Dataset entries

Segment Open

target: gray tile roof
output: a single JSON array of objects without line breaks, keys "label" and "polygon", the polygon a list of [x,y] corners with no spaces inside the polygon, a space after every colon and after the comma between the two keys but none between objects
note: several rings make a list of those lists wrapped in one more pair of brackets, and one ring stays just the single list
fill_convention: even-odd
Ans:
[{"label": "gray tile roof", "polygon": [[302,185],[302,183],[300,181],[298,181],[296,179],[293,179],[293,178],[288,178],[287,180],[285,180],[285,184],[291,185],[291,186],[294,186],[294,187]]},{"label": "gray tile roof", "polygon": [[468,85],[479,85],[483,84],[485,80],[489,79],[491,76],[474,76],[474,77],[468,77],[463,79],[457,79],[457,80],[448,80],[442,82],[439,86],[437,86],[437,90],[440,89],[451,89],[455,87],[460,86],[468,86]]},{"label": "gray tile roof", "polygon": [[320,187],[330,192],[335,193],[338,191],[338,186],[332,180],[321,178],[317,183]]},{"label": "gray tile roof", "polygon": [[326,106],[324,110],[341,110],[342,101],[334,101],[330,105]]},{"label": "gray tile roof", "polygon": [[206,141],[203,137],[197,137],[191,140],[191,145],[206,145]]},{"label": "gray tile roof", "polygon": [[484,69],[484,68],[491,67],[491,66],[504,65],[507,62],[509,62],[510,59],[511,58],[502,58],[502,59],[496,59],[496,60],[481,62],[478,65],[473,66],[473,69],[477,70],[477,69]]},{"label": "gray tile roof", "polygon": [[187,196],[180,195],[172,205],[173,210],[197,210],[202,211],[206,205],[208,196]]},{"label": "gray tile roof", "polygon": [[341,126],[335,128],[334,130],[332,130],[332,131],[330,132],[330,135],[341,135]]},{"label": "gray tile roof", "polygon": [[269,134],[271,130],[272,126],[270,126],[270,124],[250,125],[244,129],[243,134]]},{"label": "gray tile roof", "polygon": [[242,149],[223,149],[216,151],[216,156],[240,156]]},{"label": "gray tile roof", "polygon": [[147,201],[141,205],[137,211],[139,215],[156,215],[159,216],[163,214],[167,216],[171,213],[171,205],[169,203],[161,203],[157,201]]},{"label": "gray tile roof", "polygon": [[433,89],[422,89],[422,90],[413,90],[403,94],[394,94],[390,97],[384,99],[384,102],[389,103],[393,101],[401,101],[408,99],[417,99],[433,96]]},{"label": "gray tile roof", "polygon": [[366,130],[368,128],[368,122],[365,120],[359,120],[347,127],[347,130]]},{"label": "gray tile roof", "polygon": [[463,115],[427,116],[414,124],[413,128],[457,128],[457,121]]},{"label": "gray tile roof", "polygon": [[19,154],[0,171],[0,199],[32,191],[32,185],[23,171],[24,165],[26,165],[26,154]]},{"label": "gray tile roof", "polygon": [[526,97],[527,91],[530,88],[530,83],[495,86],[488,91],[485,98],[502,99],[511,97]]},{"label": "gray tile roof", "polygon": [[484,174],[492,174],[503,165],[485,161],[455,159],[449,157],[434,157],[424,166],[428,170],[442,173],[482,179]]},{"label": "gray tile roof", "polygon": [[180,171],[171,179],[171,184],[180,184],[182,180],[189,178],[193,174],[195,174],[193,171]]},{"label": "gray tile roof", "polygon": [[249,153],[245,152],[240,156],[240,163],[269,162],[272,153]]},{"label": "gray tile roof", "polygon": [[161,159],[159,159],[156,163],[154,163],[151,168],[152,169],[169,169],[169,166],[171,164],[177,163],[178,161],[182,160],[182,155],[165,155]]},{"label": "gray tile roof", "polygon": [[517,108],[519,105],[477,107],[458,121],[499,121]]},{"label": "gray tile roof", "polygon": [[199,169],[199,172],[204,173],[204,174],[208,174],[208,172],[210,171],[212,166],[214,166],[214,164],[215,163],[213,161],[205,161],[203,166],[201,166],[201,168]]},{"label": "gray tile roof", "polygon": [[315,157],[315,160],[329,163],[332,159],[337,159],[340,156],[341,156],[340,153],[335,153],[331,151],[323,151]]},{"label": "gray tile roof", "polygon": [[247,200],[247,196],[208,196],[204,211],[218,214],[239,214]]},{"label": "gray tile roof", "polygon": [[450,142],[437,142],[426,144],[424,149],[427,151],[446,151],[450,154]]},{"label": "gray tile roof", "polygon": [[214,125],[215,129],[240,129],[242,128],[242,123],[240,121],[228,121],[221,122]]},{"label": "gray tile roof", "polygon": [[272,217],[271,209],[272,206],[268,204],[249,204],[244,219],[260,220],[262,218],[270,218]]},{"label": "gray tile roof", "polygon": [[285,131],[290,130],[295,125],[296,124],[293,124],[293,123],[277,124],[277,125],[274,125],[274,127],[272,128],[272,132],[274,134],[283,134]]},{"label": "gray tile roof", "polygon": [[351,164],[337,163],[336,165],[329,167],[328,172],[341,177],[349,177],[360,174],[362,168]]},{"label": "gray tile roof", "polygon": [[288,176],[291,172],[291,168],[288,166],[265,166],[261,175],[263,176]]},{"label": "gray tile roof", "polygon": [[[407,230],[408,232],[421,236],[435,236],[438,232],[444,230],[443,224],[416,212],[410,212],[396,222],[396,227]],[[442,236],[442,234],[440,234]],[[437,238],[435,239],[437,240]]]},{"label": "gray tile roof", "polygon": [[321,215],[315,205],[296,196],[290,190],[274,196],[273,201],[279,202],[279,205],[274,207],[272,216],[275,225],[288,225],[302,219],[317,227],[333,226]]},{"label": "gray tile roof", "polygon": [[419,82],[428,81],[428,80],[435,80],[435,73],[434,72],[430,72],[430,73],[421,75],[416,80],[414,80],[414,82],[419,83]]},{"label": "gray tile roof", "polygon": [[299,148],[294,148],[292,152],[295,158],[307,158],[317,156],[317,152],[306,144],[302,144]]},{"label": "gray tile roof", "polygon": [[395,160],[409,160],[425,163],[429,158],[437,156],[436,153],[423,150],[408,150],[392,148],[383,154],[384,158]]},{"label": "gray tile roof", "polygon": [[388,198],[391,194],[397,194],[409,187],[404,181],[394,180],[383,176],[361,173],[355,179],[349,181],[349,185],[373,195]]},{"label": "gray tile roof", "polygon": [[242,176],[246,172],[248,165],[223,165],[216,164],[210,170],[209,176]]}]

Segment Closed

- TASK DIRECTIONS -
Give back every entry, unchanged in any way.

- EXERCISE SOLUTION -
target: gray tile roof
output: a single JSON array of objects without line breaks, keys "label" and "polygon", the polygon a list of [x,y] corners with no spaces inside the polygon, a space after every colon and after the comma between the two keys but none between objects
note: several rings make a list of those lists wrapped in one more pair of brackets, and one ring stays just the single list
fill_convention: even-odd
Ans:
[{"label": "gray tile roof", "polygon": [[302,185],[302,183],[300,181],[298,181],[296,179],[293,179],[293,178],[288,178],[287,180],[285,180],[285,184],[291,185],[291,186],[294,186],[294,187]]},{"label": "gray tile roof", "polygon": [[468,85],[479,85],[483,84],[485,80],[489,79],[491,76],[474,76],[474,77],[468,77],[463,79],[457,79],[457,80],[448,80],[442,82],[439,86],[437,86],[437,90],[440,89],[451,89],[455,87],[460,86],[468,86]]},{"label": "gray tile roof", "polygon": [[320,187],[330,192],[335,193],[338,191],[338,186],[332,180],[321,178],[317,183]]},{"label": "gray tile roof", "polygon": [[326,106],[324,110],[341,110],[342,101],[334,101],[330,105]]},{"label": "gray tile roof", "polygon": [[206,141],[203,137],[197,137],[191,140],[191,145],[206,145]]},{"label": "gray tile roof", "polygon": [[484,69],[484,68],[491,67],[491,66],[504,65],[507,62],[509,62],[510,59],[511,58],[502,58],[502,59],[496,59],[496,60],[481,62],[478,65],[473,66],[473,69],[477,70],[477,69]]},{"label": "gray tile roof", "polygon": [[187,196],[180,195],[172,205],[173,210],[197,210],[202,211],[206,205],[208,196]]},{"label": "gray tile roof", "polygon": [[341,126],[335,128],[334,130],[332,130],[332,131],[330,132],[330,135],[341,135]]},{"label": "gray tile roof", "polygon": [[269,134],[271,130],[272,126],[270,126],[270,124],[250,125],[244,129],[243,134]]},{"label": "gray tile roof", "polygon": [[242,149],[223,149],[216,151],[216,156],[240,156]]},{"label": "gray tile roof", "polygon": [[147,201],[141,205],[137,211],[139,215],[156,215],[159,216],[163,214],[167,216],[171,213],[171,205],[169,203],[161,203],[157,201]]},{"label": "gray tile roof", "polygon": [[433,89],[422,89],[422,90],[413,90],[403,94],[394,94],[390,97],[384,99],[384,102],[389,103],[393,101],[401,101],[408,99],[417,99],[433,96]]},{"label": "gray tile roof", "polygon": [[366,130],[368,128],[368,122],[365,120],[359,120],[347,127],[347,130]]},{"label": "gray tile roof", "polygon": [[463,115],[427,116],[414,124],[413,128],[457,128],[457,121]]},{"label": "gray tile roof", "polygon": [[19,154],[0,171],[0,199],[32,191],[32,185],[23,171],[24,165],[26,165],[26,154]]},{"label": "gray tile roof", "polygon": [[526,97],[527,91],[530,88],[530,83],[495,86],[488,91],[485,98],[502,99],[511,97]]},{"label": "gray tile roof", "polygon": [[484,174],[492,174],[503,165],[485,161],[455,159],[449,157],[434,157],[424,166],[428,170],[442,173],[482,179]]},{"label": "gray tile roof", "polygon": [[180,171],[171,179],[171,184],[180,184],[182,180],[189,178],[193,174],[195,174],[193,171]]},{"label": "gray tile roof", "polygon": [[249,153],[245,152],[240,156],[240,163],[269,162],[272,153]]},{"label": "gray tile roof", "polygon": [[161,159],[159,159],[156,163],[154,163],[151,168],[152,169],[169,169],[169,166],[171,164],[177,163],[178,161],[182,160],[182,155],[165,155]]},{"label": "gray tile roof", "polygon": [[517,108],[519,105],[477,107],[458,121],[499,121]]},{"label": "gray tile roof", "polygon": [[199,169],[199,172],[204,173],[204,174],[208,174],[208,172],[210,171],[212,166],[214,166],[214,164],[215,163],[213,161],[205,161],[203,166],[201,166],[201,168]]},{"label": "gray tile roof", "polygon": [[315,157],[315,160],[329,163],[332,159],[337,159],[340,156],[341,156],[340,153],[335,153],[331,151],[323,151]]},{"label": "gray tile roof", "polygon": [[247,200],[247,196],[208,196],[204,211],[218,214],[239,214]]},{"label": "gray tile roof", "polygon": [[450,142],[437,142],[426,144],[424,149],[427,151],[446,151],[450,154]]},{"label": "gray tile roof", "polygon": [[214,125],[215,129],[240,129],[242,128],[242,123],[240,121],[228,121],[221,122]]},{"label": "gray tile roof", "polygon": [[272,217],[271,209],[272,206],[268,204],[249,204],[244,219],[260,220],[262,218],[270,218]]},{"label": "gray tile roof", "polygon": [[285,131],[290,130],[295,125],[296,124],[293,124],[293,123],[277,124],[277,125],[274,125],[274,127],[272,128],[272,132],[274,134],[283,134]]},{"label": "gray tile roof", "polygon": [[351,164],[337,163],[336,165],[329,167],[328,172],[341,177],[349,177],[360,174],[362,168]]},{"label": "gray tile roof", "polygon": [[288,176],[291,172],[291,168],[288,166],[265,166],[261,175],[263,176]]},{"label": "gray tile roof", "polygon": [[[407,230],[408,232],[421,236],[435,236],[438,232],[444,230],[443,224],[416,212],[410,212],[396,222],[396,227]],[[442,236],[442,234],[440,234]],[[437,238],[435,239],[437,240]]]},{"label": "gray tile roof", "polygon": [[321,215],[315,205],[296,196],[290,190],[274,196],[273,201],[279,202],[279,205],[274,207],[272,216],[275,225],[288,225],[302,219],[317,227],[333,226]]},{"label": "gray tile roof", "polygon": [[419,82],[428,81],[428,80],[435,80],[435,73],[434,72],[430,72],[430,73],[421,75],[416,80],[414,80],[414,82],[419,83]]},{"label": "gray tile roof", "polygon": [[299,148],[294,148],[292,152],[295,158],[307,158],[317,156],[317,152],[306,144],[302,144]]},{"label": "gray tile roof", "polygon": [[395,160],[409,160],[425,163],[429,158],[437,156],[436,153],[423,150],[408,150],[392,148],[383,154],[384,158]]},{"label": "gray tile roof", "polygon": [[388,198],[391,194],[397,194],[409,187],[404,181],[394,180],[383,176],[361,173],[355,179],[349,181],[349,185],[373,195]]},{"label": "gray tile roof", "polygon": [[242,176],[246,172],[248,165],[223,165],[216,164],[210,170],[209,176]]}]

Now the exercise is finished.